The book was in essence really good because it teaches something no one else is teaching, and it does so in a way no one else does it in. But I am a bit disappointed – I was expecting more out of it, which does not make any sense!
Since a Black Swan cannot be predicted, it can hardly be talked about before it happens, an illogicality Taleb himself speaks about in the book.
The Black Swan is a fun book. Taleb tells you at the beginning that he had fun writing it, and you can definitely sense it.
If you are really into Nassim Taleb’s writing style and ideas, and if you have a lot of time on your hand, read the book. It will be great for your general knowledge.
But if you just want to get the gist, my extensive summary will suffice.
Situations in life are subject to two types of randomness: one that happens in “Mediocristan”, and one located in “Extremistan”.
Randomness in Mediocristan is concerned with situations where the overwhelming majority of units in a sample will constantly gravitate towards the mean. It means that one unit will never be able to influence the average.
Eg: the money you make as a massage therapist. Some therapists will make €10/hour in lower-income countries, and the highest-paid massage therapists in the world will likely make up to €500/hour. But they will never make €1 000 000/hour.
If you line up 100 random massage therapists, one massage therapist, even if he is paid super high, or super low, will never be able to influence the average made by the 99 others.
Earning money as a massage therapist is in Mediocristan.
If you take wealth, it’s a different story. If you take 100 random people and measure the average of their wealth, the average will definitely be perturbated if you add Elon Musk to the sample. One sample managed to disturb the average.
Wealth is therefore a matter existing in Extremistan.
Situations in Mediocristan won’t know any Black Swan. Situations in Extremistan, will. The point is to always know whether you are in an Extremistan situation, or a Mediocristan one.
People, due to internal biases, aren’t trained to make a difference between Mediocristan and Extremistan.
As a result, they get surprised when a Black Swan appears. A Black Swan is a random event of high impact and low probability. It mainly happens in Extremistan.
We cannot predict Black Swans for several reasons.
First, we predict our future based on our past. That prevents us from “seeing coming” events that never happened in the past. Eg: 9/11.
Second, we tend to look for evidence of things we already know instead of looking for where we could be wrong, for the unknown.
Third, we rationalize all events by embedding them into a narrative despite the fact that these events are random and have nothing to do with one another.

## PROVIDED DATA
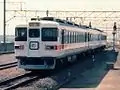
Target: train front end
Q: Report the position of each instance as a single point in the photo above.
(40, 47)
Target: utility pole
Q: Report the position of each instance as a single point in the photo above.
(114, 32)
(4, 26)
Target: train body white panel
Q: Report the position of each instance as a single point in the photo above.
(46, 41)
(22, 49)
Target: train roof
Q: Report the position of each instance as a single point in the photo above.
(21, 25)
(64, 22)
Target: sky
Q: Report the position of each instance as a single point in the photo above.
(102, 5)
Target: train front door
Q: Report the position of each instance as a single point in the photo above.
(34, 42)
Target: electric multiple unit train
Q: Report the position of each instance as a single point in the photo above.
(44, 43)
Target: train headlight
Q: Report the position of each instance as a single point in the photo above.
(34, 45)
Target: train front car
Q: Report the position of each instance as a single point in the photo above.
(42, 38)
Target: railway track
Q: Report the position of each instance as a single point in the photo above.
(8, 65)
(17, 81)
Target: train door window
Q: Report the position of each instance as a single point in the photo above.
(70, 36)
(49, 34)
(34, 33)
(67, 37)
(21, 34)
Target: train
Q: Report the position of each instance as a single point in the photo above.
(44, 43)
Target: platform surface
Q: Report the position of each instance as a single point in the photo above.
(112, 79)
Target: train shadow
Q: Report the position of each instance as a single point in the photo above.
(92, 70)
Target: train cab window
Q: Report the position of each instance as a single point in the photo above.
(49, 34)
(34, 33)
(21, 34)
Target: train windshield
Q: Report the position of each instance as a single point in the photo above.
(34, 33)
(21, 34)
(49, 34)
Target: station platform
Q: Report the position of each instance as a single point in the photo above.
(111, 81)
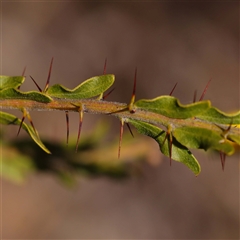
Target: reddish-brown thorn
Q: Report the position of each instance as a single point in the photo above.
(40, 90)
(31, 122)
(120, 138)
(49, 76)
(135, 84)
(130, 130)
(67, 122)
(205, 90)
(170, 151)
(195, 96)
(107, 94)
(79, 128)
(170, 94)
(24, 70)
(169, 146)
(23, 73)
(223, 158)
(105, 67)
(20, 126)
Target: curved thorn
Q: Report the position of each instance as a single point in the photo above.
(20, 126)
(205, 90)
(223, 159)
(31, 122)
(49, 76)
(130, 106)
(79, 127)
(130, 130)
(23, 73)
(105, 66)
(107, 94)
(195, 96)
(24, 70)
(40, 90)
(170, 148)
(170, 94)
(118, 111)
(67, 122)
(120, 138)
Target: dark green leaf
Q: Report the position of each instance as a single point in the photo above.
(11, 82)
(90, 88)
(200, 138)
(9, 119)
(179, 152)
(12, 93)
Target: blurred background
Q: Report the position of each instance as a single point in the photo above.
(168, 42)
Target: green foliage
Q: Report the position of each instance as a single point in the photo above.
(171, 107)
(197, 125)
(89, 88)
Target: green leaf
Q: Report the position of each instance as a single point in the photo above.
(90, 88)
(179, 152)
(200, 138)
(234, 138)
(216, 116)
(12, 93)
(9, 119)
(171, 107)
(11, 82)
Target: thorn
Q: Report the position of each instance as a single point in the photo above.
(223, 158)
(120, 138)
(170, 94)
(31, 122)
(20, 126)
(134, 87)
(80, 126)
(67, 122)
(24, 70)
(169, 137)
(40, 90)
(130, 106)
(194, 96)
(118, 111)
(105, 66)
(205, 90)
(130, 130)
(170, 149)
(49, 75)
(107, 94)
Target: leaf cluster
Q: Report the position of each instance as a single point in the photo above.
(176, 128)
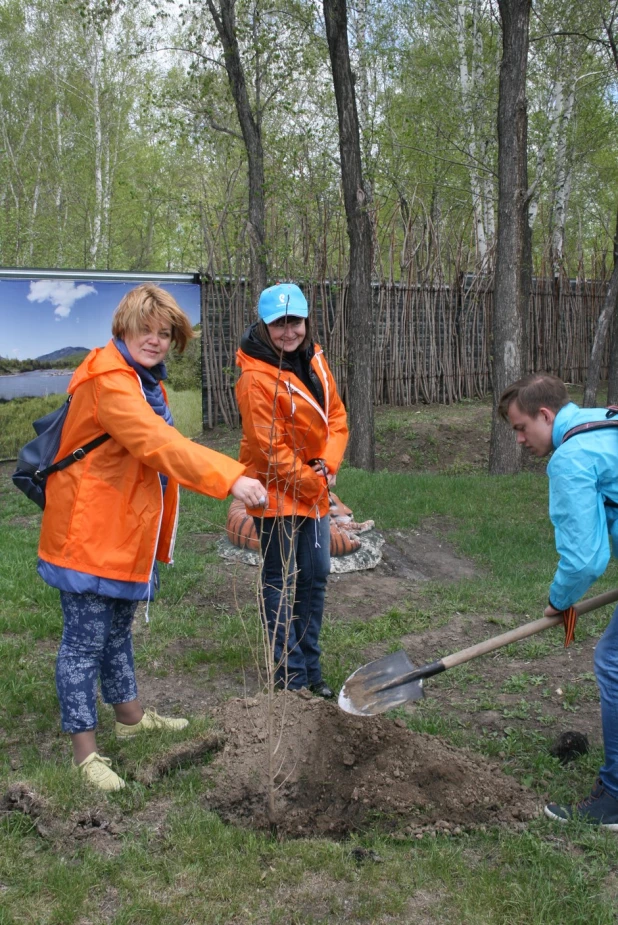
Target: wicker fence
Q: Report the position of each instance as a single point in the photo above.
(432, 344)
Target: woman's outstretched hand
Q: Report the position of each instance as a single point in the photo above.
(249, 491)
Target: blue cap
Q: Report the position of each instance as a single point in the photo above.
(282, 299)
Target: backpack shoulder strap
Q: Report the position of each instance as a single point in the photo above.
(76, 455)
(610, 421)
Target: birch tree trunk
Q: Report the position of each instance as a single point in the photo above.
(609, 309)
(250, 125)
(95, 238)
(472, 79)
(361, 323)
(562, 184)
(513, 250)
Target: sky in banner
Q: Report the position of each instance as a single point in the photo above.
(38, 316)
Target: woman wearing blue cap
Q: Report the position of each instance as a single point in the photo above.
(294, 437)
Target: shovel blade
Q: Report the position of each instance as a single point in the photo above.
(361, 694)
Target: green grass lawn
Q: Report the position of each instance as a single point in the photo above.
(177, 863)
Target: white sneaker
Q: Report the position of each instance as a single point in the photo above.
(97, 770)
(150, 721)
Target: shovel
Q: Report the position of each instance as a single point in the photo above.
(392, 680)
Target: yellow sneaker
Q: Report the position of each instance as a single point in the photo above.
(150, 721)
(97, 770)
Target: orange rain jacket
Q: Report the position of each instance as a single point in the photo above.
(106, 514)
(284, 427)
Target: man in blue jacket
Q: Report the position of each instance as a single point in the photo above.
(583, 507)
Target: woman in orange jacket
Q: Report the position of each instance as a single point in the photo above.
(109, 517)
(294, 437)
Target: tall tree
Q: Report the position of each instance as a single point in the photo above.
(513, 247)
(607, 312)
(250, 120)
(361, 322)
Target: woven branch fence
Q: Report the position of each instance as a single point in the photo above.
(432, 342)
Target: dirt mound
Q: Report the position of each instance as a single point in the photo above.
(335, 774)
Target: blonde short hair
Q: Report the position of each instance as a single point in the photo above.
(146, 304)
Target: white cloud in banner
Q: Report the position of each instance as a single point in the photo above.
(62, 293)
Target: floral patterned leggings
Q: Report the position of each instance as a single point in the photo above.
(96, 643)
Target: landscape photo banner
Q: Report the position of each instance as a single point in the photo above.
(39, 317)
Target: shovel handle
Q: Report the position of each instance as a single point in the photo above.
(528, 629)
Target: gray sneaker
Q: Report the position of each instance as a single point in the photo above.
(600, 808)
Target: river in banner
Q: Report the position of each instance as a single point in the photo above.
(37, 382)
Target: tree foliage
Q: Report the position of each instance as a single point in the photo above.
(122, 147)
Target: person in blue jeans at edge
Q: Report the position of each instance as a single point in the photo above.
(294, 437)
(583, 508)
(111, 516)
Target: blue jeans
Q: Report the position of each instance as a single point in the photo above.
(295, 569)
(606, 671)
(96, 643)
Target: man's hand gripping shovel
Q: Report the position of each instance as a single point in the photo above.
(392, 680)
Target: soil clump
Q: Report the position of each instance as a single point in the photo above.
(335, 774)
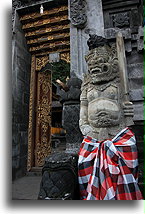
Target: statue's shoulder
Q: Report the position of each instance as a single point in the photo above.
(86, 83)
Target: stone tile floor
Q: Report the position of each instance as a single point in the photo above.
(26, 188)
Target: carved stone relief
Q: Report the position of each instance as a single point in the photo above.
(78, 13)
(103, 109)
(121, 19)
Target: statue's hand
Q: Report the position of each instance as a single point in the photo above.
(128, 109)
(86, 129)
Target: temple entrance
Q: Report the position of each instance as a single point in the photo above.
(42, 146)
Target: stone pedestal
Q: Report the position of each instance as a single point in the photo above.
(70, 114)
(86, 18)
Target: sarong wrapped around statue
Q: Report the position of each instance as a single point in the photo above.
(107, 169)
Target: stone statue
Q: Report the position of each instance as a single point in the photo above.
(104, 111)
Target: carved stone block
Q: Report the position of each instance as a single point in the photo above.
(78, 13)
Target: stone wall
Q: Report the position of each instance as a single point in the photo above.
(21, 66)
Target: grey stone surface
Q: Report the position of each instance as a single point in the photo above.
(26, 188)
(21, 66)
(79, 37)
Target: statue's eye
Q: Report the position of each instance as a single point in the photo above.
(100, 60)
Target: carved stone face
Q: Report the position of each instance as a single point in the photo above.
(102, 64)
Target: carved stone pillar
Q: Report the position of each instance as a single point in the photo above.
(86, 17)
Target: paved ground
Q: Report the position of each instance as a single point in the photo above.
(26, 188)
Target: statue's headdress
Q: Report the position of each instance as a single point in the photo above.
(96, 41)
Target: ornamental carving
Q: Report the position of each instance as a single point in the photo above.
(78, 15)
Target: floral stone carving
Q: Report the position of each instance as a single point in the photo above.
(103, 108)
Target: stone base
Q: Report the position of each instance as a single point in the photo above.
(59, 178)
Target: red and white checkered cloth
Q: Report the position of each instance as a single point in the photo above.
(108, 169)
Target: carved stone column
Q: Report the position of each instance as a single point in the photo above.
(86, 17)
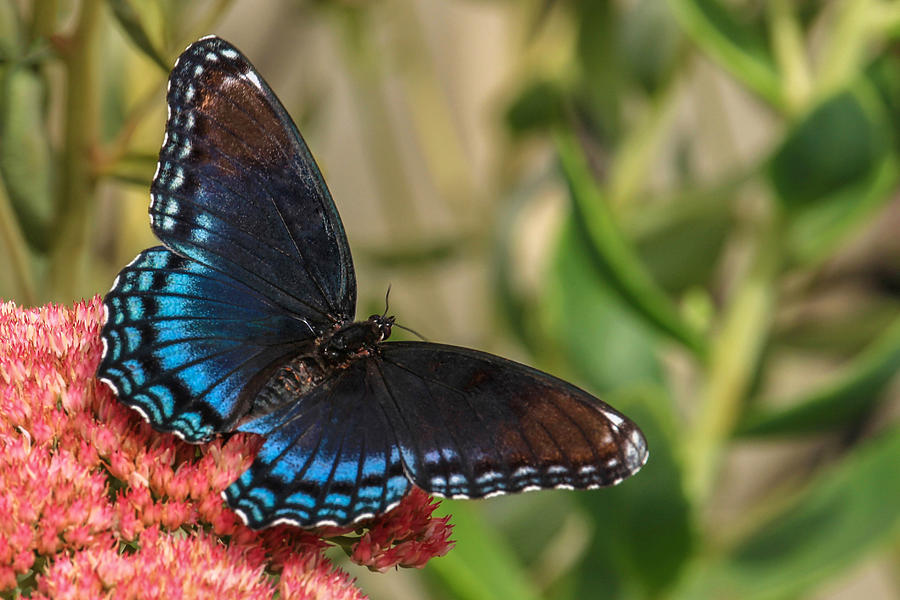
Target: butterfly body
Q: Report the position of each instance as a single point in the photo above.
(243, 320)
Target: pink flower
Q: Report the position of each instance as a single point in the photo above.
(101, 505)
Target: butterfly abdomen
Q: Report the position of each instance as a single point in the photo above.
(290, 381)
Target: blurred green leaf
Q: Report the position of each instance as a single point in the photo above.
(837, 404)
(650, 43)
(612, 254)
(836, 145)
(26, 162)
(537, 108)
(644, 534)
(482, 566)
(684, 251)
(737, 46)
(425, 254)
(601, 339)
(597, 54)
(833, 171)
(16, 281)
(134, 24)
(848, 511)
(882, 74)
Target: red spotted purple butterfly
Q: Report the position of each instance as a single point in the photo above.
(243, 320)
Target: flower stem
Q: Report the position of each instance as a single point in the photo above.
(76, 185)
(734, 356)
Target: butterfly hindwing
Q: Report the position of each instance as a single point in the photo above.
(472, 424)
(330, 458)
(237, 188)
(183, 341)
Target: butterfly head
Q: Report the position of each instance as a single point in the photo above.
(354, 340)
(382, 324)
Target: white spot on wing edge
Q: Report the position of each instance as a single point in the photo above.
(614, 418)
(110, 385)
(254, 79)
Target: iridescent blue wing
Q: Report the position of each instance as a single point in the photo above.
(472, 425)
(453, 421)
(237, 189)
(330, 457)
(184, 343)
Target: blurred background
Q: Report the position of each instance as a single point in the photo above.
(688, 207)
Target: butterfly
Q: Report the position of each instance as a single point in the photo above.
(243, 321)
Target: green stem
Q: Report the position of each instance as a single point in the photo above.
(16, 249)
(75, 205)
(735, 354)
(629, 170)
(846, 46)
(790, 54)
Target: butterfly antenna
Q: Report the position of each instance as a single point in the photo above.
(387, 296)
(412, 331)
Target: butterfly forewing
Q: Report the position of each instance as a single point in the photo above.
(472, 424)
(237, 189)
(183, 341)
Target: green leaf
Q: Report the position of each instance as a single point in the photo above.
(737, 47)
(833, 171)
(848, 511)
(839, 403)
(25, 156)
(134, 25)
(644, 534)
(836, 145)
(650, 43)
(482, 566)
(603, 340)
(612, 254)
(538, 107)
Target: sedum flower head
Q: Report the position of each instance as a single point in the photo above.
(95, 503)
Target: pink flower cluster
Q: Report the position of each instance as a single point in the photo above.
(94, 503)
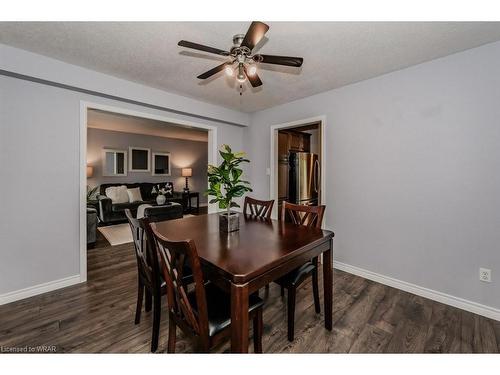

## THE PROBLEM
Please answer these questions about the Black Swan summary:
(a) What hourly amount does it say a massage therapist will never make?
(b) Whose addition to a sample of 100 random people does it say would disturb their average wealth?
(c) What event does it give as an example of something we fail to see coming because it never happened before?

## SOLUTION
(a) €1 000 000/hour
(b) Elon Musk
(c) 9/11